* TEXT PROVIDED

What is going on at HP? Or rather, what is not happening at that company?   Ex HP- marketer Peter O’Neill here with some observations.

I am sure you’ve all consumed the numerous stories about HP over the last 18 months: CEOs being fired and hired in an almost show-business fashion; a board not paying enough attention; business strategy speculation (is the PC business in or out? – imagine this, for a while, the PC business unit actually ran ads arguing against their CEO’s plan!); multiple tablet announcements, and withdrawals; plus a long list of failed, mistimed, or simply stupid acquisitions. Clearly, many journalists, who are not technology market experts, now see HP as being run incompetently.

Even those working for the satirical magazine The Onion feel that HP is ripe for a satirical video, which really makes fun of HP’s latest cloud announcement. There has certainly been a plethora of announcements from HP on cloud computing in recent years – I get all the press releases and often the briefings. I know that these are announcements made by different business units within HP and I am able to keep them in context because I know the company so well. It shouldn’t happen that they are so uncoordinated, but I’m used to it (it is the same with their partner program announcements). But other people do not know how the corporation works; certainly not the journalists.  

So when a satirical magazine, not at all focused on technology but more oriented toward making fun of brands or famous people, decides to poke fun at HP because of a technology press release, I see that as a sign that the market perception of HP is seriously damaged. What are the points made in The Onion’s video? That HP has not innovated for many years; that it just uses the “cloud” word to try to sound interesting; and that it (HP) does not really know what it’s doing.

* THE TASKS
1. Answer these questions from the HP post:
(a) What role did Peter O'Neill once have at HP?
(b) Which magazine made a satirical video about HP?
(c) Which HP announcement does that video make fun of?
2. Print the stretch of the HP post from "What is going" through "being run incompetently.".

* RECORDS SHOWN
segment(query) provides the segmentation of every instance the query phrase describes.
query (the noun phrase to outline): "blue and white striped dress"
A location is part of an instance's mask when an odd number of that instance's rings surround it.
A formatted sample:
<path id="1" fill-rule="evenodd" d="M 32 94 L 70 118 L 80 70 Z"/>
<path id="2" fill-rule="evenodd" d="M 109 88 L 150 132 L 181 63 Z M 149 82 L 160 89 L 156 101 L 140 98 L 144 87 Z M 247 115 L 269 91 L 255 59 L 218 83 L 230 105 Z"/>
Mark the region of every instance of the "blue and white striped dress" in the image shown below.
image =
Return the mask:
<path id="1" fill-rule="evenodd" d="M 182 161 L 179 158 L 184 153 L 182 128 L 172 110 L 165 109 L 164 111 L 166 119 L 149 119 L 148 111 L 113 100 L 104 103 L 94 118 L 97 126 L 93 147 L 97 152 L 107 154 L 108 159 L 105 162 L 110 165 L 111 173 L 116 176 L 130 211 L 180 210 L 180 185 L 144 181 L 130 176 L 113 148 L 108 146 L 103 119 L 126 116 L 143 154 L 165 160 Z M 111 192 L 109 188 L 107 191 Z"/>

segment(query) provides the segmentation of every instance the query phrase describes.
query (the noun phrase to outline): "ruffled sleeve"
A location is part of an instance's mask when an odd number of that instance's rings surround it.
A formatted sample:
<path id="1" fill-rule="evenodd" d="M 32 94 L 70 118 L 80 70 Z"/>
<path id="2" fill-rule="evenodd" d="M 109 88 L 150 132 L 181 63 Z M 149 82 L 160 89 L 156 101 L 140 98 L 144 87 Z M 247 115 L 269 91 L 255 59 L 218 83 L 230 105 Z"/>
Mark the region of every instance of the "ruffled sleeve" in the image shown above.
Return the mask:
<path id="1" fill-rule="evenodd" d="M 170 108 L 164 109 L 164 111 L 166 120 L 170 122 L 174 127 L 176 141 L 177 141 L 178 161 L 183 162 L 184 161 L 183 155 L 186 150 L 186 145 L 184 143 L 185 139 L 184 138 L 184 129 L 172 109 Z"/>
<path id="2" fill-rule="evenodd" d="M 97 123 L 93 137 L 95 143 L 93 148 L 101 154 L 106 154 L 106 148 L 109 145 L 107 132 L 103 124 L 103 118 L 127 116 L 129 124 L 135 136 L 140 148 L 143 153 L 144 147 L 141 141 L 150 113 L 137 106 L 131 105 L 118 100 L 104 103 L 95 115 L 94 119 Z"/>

* ANSWERS BELOW
1.
(a) Marketer
(b) The Onion
(c) HP's latest cloud announcement

2.
What is going on at HP? Or rather, what is not happening at that company?   Ex HP- marketer Peter O’Neill here with some observations.

I am sure you’ve all consumed the numerous stories about HP over the last 18 months: CEOs being fired and hired in an almost show-business fashion; a board not paying enough attention; business strategy speculation (is the PC business in or out? – imagine this, for a while, the PC business unit actually ran ads arguing against their CEO’s plan!); multiple tablet announcements, and withdrawals; plus a long list of failed, mistimed, or simply stupid acquisitions. Clearly, many journalists, who are not technology market experts, now see HP as being run incompetently.